- **Document text**:

======

I’m not gonna lie to you: I stopped watching Dancing With the Stars somewhere around the start of season 4, mainly because the viewing experience started reminding me of those mornings where you’re in the shower, and for the love of all that’s holy, you can’t remember if you’ve shampooed your hair or not. I’d sit there on my couch and think to myself, "Have I or have I not already seen Edyta Sliwinska wrapping her legwarmer-clad gams around this middle-aged C-lister to the tune of En Vogue’s ‘Free Your Mind?’" In other words, it’s my firm belief that DWTS has a casting problem; its former boy-bander + vaguely recognizable "supermodel" + former pro athlete + former teen star formula is as stale as the six remaining Christmas cookies on your kitchen counter this morning. (You know, the ones that are trying to tempt you away from your recommitment to diet excellence in 2009?)
Anyhow, this isn’t to say that I don’t sometimes miss the cheesy charms of DWTS, and so this morning’s MSNBC headline — Is Hugh Jackman ready to go ‘Dancing’? — gave me the briefest of heart flutters, followed almost immediately by the realization that the man tapped to host the 2009 Oscars is about as likely to join the next installment of ABC’s reality competition as Cloris Leachman is to get outfitted with adamantium claws and headline one of the year’s most hotly anticipated action vehicles.

======

- **To-do list**:
1. List the types of celebrity that make up the casting formula named in the post about Dancing With the Stars.
2. Pick up the post about Dancing With the Stars after its last sentence and keep writing it.

- **Information shown**:
======

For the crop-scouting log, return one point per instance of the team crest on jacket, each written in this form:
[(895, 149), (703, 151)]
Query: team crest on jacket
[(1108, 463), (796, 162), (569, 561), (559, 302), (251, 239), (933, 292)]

======

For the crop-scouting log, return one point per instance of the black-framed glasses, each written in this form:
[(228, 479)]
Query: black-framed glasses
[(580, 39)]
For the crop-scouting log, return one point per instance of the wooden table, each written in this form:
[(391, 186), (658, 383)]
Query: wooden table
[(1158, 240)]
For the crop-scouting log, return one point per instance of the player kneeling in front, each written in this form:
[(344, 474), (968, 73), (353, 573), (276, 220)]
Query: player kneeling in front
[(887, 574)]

======

- **Results for the exercise**:
1.
- former boy-bander
- vaguely recognizable "supermodel"
- former pro athlete
- former teen star

2.
That said, the preposterous Jackman rumor — promptedby DWTS hostbot Samantha Harris’s claim that she approached Wolverine to lace up his ballroom shoes — got me thinking: Who would DWTS have to cast for its upcoming eighth season to get me watching again?I’d start with Wanda Sykes, who’s funnier than any previous DWTS "comic relief" provider, but might actually be fit enough to contend for the crown. I’d also scrap the traditional casting of a former 90210/Melrose Place actor, and instead offer a spot to any member of the cast of the late, great Thirtysomething. (Corey Parker or Mel Harris would get my vote.) And since previous dancing experience didn’t prohibit Lance Bass or Joey Fatone from cracking the top 3, I’m also going to nominate the indomitable Bebe Neuwirth. Throw in celebrity pitchman BILLY MAYS (all caps because the man is always turned up to 11), NYPD Blue star Henry Simmons, any member of defunct girl groups such as 702, 3LW, SWV, or Jade, and Olympic skier Picabo Street (just because her name is superfun to say), and I am totally in. Who would it take to get you excited for another go-’round of DWTS? All must be revealed!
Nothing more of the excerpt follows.